EXERCISE OBJECTIVE = Wherever "branch" appears in the records below, copy the line that holds it.

+-------+

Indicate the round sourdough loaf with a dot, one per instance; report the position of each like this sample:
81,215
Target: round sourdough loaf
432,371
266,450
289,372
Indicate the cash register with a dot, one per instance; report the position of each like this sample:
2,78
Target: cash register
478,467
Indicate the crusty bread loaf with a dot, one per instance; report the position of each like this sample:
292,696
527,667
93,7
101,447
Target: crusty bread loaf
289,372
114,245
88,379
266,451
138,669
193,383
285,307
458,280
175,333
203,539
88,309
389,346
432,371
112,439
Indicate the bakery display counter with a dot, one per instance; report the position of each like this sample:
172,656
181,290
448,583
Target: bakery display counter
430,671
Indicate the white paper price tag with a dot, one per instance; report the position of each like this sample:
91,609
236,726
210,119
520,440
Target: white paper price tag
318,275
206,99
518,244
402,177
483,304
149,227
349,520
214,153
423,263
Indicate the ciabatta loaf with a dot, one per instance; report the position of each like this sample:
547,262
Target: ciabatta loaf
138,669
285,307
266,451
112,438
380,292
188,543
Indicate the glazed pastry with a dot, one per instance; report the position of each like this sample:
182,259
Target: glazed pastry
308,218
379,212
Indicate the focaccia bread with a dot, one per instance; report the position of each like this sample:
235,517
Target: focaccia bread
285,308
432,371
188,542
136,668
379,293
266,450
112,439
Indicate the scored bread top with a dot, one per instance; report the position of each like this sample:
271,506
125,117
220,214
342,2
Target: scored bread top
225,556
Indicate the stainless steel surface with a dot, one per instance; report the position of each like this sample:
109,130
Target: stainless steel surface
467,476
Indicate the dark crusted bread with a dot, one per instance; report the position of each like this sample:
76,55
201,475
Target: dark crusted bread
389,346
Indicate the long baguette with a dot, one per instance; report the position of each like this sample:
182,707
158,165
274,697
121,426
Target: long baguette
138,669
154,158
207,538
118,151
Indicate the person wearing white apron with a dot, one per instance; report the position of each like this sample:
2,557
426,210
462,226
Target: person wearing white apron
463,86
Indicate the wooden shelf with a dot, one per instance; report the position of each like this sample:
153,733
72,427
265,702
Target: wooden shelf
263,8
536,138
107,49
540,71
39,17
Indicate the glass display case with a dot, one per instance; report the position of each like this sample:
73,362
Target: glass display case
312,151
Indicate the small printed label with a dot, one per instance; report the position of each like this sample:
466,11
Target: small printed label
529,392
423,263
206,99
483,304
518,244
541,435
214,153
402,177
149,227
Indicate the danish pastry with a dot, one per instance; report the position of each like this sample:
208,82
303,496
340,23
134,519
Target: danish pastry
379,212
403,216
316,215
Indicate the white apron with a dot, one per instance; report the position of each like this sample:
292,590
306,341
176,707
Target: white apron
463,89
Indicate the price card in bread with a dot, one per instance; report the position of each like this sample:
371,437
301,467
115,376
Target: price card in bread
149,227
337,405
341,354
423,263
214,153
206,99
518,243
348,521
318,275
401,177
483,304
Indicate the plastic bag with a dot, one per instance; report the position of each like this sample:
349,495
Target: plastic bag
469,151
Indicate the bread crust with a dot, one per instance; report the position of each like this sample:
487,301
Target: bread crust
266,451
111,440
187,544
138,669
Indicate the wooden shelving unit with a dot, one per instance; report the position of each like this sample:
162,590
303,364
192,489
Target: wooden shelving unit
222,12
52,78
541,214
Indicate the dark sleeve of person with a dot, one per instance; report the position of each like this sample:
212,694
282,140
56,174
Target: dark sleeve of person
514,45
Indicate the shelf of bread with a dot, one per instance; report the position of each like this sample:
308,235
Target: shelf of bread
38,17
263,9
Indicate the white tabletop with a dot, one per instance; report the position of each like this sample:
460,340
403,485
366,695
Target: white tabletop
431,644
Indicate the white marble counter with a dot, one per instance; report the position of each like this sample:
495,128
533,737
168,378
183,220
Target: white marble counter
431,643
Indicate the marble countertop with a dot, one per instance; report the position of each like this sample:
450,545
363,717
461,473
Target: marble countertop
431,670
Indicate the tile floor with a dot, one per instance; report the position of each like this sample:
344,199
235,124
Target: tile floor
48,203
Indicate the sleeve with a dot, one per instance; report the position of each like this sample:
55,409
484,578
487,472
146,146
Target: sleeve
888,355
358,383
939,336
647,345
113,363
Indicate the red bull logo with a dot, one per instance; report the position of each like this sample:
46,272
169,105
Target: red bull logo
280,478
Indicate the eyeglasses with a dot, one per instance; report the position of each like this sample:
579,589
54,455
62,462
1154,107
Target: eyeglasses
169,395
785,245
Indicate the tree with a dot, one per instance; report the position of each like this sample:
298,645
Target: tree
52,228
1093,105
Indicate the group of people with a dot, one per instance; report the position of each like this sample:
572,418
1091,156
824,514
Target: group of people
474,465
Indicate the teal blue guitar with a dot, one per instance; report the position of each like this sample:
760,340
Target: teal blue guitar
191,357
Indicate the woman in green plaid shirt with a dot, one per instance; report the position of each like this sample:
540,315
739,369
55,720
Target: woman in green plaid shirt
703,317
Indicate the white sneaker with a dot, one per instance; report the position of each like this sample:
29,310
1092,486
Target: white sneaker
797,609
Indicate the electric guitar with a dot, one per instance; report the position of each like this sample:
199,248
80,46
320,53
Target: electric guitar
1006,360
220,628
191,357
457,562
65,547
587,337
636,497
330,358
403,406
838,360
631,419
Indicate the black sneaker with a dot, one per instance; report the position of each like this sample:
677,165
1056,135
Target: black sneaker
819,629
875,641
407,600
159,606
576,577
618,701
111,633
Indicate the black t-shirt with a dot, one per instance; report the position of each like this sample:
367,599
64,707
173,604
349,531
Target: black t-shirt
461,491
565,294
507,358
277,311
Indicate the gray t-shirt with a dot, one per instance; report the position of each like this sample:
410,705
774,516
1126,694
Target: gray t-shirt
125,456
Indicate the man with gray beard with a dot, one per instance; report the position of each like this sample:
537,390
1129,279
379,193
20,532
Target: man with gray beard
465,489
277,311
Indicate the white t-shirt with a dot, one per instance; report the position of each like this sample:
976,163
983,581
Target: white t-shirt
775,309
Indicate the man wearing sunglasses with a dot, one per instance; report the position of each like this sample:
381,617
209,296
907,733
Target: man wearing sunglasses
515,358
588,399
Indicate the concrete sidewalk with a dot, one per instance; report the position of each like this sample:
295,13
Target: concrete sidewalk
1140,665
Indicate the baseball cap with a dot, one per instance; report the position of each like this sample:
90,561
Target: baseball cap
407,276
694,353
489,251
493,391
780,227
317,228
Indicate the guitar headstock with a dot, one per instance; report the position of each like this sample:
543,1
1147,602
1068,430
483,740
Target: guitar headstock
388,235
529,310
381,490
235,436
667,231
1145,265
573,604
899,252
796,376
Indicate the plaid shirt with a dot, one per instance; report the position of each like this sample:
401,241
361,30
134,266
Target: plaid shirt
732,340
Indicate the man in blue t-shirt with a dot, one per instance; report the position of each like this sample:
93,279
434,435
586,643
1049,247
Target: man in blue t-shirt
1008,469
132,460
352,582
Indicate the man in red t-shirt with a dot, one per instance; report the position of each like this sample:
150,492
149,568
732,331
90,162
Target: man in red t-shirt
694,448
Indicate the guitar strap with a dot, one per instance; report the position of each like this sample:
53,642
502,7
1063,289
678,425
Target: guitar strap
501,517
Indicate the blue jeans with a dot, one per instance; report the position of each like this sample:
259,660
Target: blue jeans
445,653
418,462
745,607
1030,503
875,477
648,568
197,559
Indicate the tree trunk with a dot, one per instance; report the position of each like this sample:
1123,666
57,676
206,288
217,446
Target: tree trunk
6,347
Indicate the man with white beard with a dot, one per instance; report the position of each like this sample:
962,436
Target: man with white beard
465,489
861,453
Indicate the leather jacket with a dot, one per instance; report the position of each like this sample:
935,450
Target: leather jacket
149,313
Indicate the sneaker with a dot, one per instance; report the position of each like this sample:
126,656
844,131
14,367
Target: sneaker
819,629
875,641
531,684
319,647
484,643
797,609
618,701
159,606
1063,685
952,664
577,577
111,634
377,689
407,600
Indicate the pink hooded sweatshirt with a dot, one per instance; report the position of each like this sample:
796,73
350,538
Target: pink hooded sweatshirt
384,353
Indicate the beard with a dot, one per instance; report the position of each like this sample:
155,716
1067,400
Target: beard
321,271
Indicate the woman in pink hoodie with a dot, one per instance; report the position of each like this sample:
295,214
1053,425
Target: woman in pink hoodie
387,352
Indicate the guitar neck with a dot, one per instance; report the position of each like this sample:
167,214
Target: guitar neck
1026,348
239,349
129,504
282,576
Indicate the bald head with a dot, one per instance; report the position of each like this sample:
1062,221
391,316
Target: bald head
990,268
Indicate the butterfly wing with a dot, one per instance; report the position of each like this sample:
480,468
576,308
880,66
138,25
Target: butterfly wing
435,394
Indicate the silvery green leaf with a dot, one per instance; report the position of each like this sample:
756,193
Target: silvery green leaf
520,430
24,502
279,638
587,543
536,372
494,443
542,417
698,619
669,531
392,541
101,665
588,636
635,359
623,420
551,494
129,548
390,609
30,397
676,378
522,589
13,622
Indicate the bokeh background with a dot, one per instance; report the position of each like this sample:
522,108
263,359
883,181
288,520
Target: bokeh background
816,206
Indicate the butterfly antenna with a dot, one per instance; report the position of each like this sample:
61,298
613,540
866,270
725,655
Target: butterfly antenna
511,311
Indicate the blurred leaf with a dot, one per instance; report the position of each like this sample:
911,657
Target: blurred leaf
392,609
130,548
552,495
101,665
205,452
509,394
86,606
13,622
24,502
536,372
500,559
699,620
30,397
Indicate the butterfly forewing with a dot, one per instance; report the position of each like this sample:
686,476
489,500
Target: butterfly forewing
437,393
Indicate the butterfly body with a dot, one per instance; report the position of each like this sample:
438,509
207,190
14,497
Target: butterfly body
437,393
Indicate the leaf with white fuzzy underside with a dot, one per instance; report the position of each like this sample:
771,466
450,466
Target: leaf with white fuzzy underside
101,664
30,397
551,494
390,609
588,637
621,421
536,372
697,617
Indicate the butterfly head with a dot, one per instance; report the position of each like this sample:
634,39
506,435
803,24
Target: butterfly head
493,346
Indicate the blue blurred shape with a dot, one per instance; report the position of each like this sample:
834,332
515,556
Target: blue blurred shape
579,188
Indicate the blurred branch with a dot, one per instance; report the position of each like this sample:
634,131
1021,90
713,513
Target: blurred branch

+-------+

OUTPUT FOR THIS TASK =
Indicate the blurred branch with a dot, one per instance; report the position of each like this sample:
Target: blurred branch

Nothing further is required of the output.